## TO DO
Leave no picture in, and give every entry again exactly.

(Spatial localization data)
+ + + +
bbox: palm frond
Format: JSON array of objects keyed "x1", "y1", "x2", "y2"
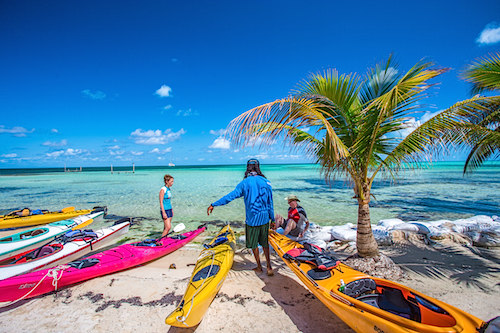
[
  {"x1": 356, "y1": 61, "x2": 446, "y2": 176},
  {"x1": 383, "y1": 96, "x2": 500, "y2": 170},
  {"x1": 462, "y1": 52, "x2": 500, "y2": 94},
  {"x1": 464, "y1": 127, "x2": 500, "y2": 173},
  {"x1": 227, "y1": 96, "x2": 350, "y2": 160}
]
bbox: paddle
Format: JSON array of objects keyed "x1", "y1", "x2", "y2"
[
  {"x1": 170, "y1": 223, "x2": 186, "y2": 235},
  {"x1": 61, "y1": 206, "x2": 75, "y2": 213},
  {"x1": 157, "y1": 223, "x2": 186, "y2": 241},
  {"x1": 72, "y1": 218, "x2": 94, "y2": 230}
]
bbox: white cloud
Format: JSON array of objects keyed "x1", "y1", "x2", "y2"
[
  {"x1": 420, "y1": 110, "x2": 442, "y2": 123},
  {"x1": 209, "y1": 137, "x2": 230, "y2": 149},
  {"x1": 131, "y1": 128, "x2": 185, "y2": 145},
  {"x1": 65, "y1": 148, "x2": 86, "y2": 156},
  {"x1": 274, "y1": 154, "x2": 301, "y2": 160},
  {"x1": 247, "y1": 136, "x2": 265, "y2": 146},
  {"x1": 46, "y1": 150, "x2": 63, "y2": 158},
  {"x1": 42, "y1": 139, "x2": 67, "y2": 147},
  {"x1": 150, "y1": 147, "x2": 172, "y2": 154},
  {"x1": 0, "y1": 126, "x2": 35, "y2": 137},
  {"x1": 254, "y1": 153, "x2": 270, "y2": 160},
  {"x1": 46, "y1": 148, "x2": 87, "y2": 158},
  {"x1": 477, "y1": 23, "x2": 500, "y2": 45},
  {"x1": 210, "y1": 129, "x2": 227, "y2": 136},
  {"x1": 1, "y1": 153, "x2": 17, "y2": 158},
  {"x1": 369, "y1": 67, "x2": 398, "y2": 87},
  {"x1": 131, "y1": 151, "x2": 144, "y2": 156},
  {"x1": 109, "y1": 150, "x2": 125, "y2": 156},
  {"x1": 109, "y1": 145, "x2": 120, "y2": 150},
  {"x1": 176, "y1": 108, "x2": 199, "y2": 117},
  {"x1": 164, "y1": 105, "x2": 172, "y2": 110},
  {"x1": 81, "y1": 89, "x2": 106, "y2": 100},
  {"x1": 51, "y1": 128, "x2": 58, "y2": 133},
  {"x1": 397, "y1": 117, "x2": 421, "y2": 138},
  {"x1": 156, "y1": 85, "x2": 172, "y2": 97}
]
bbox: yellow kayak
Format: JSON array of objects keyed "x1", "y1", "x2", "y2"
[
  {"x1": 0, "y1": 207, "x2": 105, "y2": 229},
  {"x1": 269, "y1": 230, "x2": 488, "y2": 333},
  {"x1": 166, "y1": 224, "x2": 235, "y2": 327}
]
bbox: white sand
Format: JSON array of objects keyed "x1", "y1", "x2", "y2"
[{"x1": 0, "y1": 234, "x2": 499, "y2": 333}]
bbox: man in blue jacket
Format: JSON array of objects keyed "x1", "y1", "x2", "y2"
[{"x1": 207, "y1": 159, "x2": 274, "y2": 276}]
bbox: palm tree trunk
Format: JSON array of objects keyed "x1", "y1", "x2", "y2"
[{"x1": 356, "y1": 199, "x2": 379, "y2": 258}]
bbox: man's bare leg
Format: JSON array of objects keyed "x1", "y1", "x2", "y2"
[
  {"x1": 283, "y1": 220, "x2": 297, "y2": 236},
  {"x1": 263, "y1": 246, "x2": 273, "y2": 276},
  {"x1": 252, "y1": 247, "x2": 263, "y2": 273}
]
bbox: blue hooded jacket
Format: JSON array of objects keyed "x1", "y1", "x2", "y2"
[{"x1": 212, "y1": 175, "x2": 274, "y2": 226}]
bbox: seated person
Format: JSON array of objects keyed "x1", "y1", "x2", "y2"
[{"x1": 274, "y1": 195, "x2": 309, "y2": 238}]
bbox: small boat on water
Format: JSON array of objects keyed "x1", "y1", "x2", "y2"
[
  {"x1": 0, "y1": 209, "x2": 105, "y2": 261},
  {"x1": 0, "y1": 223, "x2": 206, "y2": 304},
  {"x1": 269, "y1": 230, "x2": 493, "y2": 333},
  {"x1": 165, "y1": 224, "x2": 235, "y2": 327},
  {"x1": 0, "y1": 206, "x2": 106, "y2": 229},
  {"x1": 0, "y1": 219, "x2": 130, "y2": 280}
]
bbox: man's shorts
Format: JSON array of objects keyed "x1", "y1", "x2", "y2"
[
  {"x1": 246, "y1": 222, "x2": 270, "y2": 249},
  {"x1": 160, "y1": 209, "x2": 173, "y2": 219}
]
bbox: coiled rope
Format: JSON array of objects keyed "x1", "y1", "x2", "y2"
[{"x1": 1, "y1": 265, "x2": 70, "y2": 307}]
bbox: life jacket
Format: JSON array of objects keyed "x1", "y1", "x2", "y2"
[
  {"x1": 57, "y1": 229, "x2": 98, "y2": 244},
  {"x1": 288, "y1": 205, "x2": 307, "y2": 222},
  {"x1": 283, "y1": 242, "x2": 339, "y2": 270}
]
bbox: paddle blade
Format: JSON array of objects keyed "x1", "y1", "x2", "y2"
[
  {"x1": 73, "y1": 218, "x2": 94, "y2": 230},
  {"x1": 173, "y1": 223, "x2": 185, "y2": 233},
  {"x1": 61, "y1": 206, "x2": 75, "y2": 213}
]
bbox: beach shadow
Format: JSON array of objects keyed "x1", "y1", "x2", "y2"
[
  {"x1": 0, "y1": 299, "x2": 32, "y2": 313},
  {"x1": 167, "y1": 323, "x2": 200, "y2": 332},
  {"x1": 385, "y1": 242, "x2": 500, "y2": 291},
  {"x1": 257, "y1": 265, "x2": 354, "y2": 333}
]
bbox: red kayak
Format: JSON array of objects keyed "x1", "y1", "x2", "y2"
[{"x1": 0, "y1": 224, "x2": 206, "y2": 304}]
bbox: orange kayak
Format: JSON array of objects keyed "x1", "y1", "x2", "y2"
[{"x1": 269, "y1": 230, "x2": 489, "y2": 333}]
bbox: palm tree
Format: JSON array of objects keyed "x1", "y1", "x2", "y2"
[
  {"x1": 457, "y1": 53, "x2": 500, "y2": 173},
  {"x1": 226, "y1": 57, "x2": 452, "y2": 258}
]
+ + + +
## ANSWER TO THE PROBLEM
bbox: palm frond
Format: JSON array of objects keyed "x1", "y1", "x2", "y2"
[
  {"x1": 356, "y1": 61, "x2": 446, "y2": 176},
  {"x1": 383, "y1": 96, "x2": 500, "y2": 170},
  {"x1": 462, "y1": 52, "x2": 500, "y2": 94},
  {"x1": 464, "y1": 127, "x2": 500, "y2": 173},
  {"x1": 227, "y1": 96, "x2": 350, "y2": 160}
]
bbox: paddle
Format: JSON array of objects keyed "x1", "y1", "x2", "y2"
[
  {"x1": 170, "y1": 223, "x2": 186, "y2": 235},
  {"x1": 61, "y1": 206, "x2": 75, "y2": 213},
  {"x1": 157, "y1": 223, "x2": 186, "y2": 241},
  {"x1": 72, "y1": 218, "x2": 94, "y2": 230}
]
bbox: white cloud
Format: JSON array of objects keyed "x1", "y1", "x2", "y2"
[
  {"x1": 420, "y1": 110, "x2": 442, "y2": 123},
  {"x1": 209, "y1": 137, "x2": 230, "y2": 149},
  {"x1": 131, "y1": 128, "x2": 185, "y2": 145},
  {"x1": 65, "y1": 148, "x2": 86, "y2": 156},
  {"x1": 274, "y1": 154, "x2": 301, "y2": 160},
  {"x1": 247, "y1": 136, "x2": 265, "y2": 146},
  {"x1": 46, "y1": 150, "x2": 63, "y2": 158},
  {"x1": 42, "y1": 139, "x2": 67, "y2": 147},
  {"x1": 150, "y1": 147, "x2": 172, "y2": 154},
  {"x1": 0, "y1": 126, "x2": 35, "y2": 137},
  {"x1": 254, "y1": 153, "x2": 270, "y2": 160},
  {"x1": 46, "y1": 148, "x2": 87, "y2": 158},
  {"x1": 477, "y1": 23, "x2": 500, "y2": 45},
  {"x1": 210, "y1": 129, "x2": 227, "y2": 136},
  {"x1": 1, "y1": 153, "x2": 17, "y2": 158},
  {"x1": 369, "y1": 67, "x2": 398, "y2": 87},
  {"x1": 131, "y1": 151, "x2": 144, "y2": 156},
  {"x1": 109, "y1": 150, "x2": 125, "y2": 156},
  {"x1": 109, "y1": 145, "x2": 120, "y2": 150},
  {"x1": 176, "y1": 108, "x2": 199, "y2": 117},
  {"x1": 164, "y1": 105, "x2": 172, "y2": 110},
  {"x1": 81, "y1": 89, "x2": 106, "y2": 100},
  {"x1": 51, "y1": 128, "x2": 58, "y2": 133},
  {"x1": 397, "y1": 117, "x2": 421, "y2": 138},
  {"x1": 156, "y1": 85, "x2": 172, "y2": 97}
]
bbox: yellow kayak
Format: JSON array of objects keyed "x1", "y1", "x2", "y2"
[
  {"x1": 0, "y1": 207, "x2": 105, "y2": 229},
  {"x1": 269, "y1": 230, "x2": 488, "y2": 333},
  {"x1": 166, "y1": 224, "x2": 235, "y2": 327}
]
bbox: white sand
Format: JSON array of objects keyed "x1", "y1", "x2", "y2"
[{"x1": 0, "y1": 234, "x2": 499, "y2": 333}]
bbox: man in blue jacket
Format: JSON array of objects keyed "x1", "y1", "x2", "y2"
[{"x1": 207, "y1": 159, "x2": 274, "y2": 276}]
bbox: palm tree trunk
Format: JSON array of objects keyed "x1", "y1", "x2", "y2"
[{"x1": 356, "y1": 199, "x2": 379, "y2": 258}]
bbox: man's bare leg
Format: JSON array of objects keyed "x1", "y1", "x2", "y2"
[
  {"x1": 283, "y1": 220, "x2": 297, "y2": 236},
  {"x1": 263, "y1": 246, "x2": 273, "y2": 276},
  {"x1": 252, "y1": 247, "x2": 263, "y2": 273}
]
bbox: blue hooded jacket
Format: JSON array of objects keyed "x1", "y1", "x2", "y2"
[{"x1": 212, "y1": 175, "x2": 274, "y2": 226}]
bbox: seated person
Format: JSON array of objects keyed "x1", "y1", "x2", "y2"
[{"x1": 274, "y1": 195, "x2": 309, "y2": 238}]
bbox: small boat on water
Format: JSON array of objects keyed "x1", "y1", "x2", "y2"
[
  {"x1": 0, "y1": 209, "x2": 105, "y2": 261},
  {"x1": 0, "y1": 223, "x2": 206, "y2": 304},
  {"x1": 269, "y1": 230, "x2": 493, "y2": 333},
  {"x1": 165, "y1": 224, "x2": 235, "y2": 327},
  {"x1": 0, "y1": 206, "x2": 106, "y2": 229},
  {"x1": 0, "y1": 219, "x2": 130, "y2": 280}
]
bbox: man's shorts
Format: JSON array of objects keyed "x1", "y1", "x2", "y2"
[
  {"x1": 246, "y1": 222, "x2": 270, "y2": 249},
  {"x1": 160, "y1": 209, "x2": 173, "y2": 219}
]
bbox: coiled rope
Format: JSON array of objects keyed "x1", "y1", "x2", "y2"
[{"x1": 1, "y1": 265, "x2": 70, "y2": 307}]
bbox: life jacket
Format: JSON array of objects keyed "x1", "y1", "x2", "y2"
[
  {"x1": 57, "y1": 229, "x2": 98, "y2": 244},
  {"x1": 288, "y1": 205, "x2": 307, "y2": 222},
  {"x1": 283, "y1": 242, "x2": 339, "y2": 270}
]
bbox: paddle blade
Format: JSON array of objects keyed "x1", "y1", "x2", "y2"
[
  {"x1": 73, "y1": 218, "x2": 94, "y2": 230},
  {"x1": 173, "y1": 223, "x2": 185, "y2": 233},
  {"x1": 61, "y1": 206, "x2": 75, "y2": 213}
]
bbox: beach shadow
Format: JSON array of objects keyed "x1", "y1", "x2", "y2"
[
  {"x1": 0, "y1": 299, "x2": 32, "y2": 313},
  {"x1": 167, "y1": 323, "x2": 200, "y2": 332},
  {"x1": 385, "y1": 242, "x2": 500, "y2": 291},
  {"x1": 257, "y1": 265, "x2": 354, "y2": 333}
]
bbox: red kayak
Format: JSON array of objects keyed "x1", "y1", "x2", "y2"
[{"x1": 0, "y1": 224, "x2": 206, "y2": 304}]
bbox: orange kayak
Format: JSON array of objects keyed "x1", "y1", "x2", "y2"
[{"x1": 269, "y1": 230, "x2": 489, "y2": 333}]
bbox: palm tree
Format: JSON array of objects keyed "x1", "y1", "x2", "y2"
[
  {"x1": 457, "y1": 53, "x2": 500, "y2": 173},
  {"x1": 226, "y1": 57, "x2": 452, "y2": 258}
]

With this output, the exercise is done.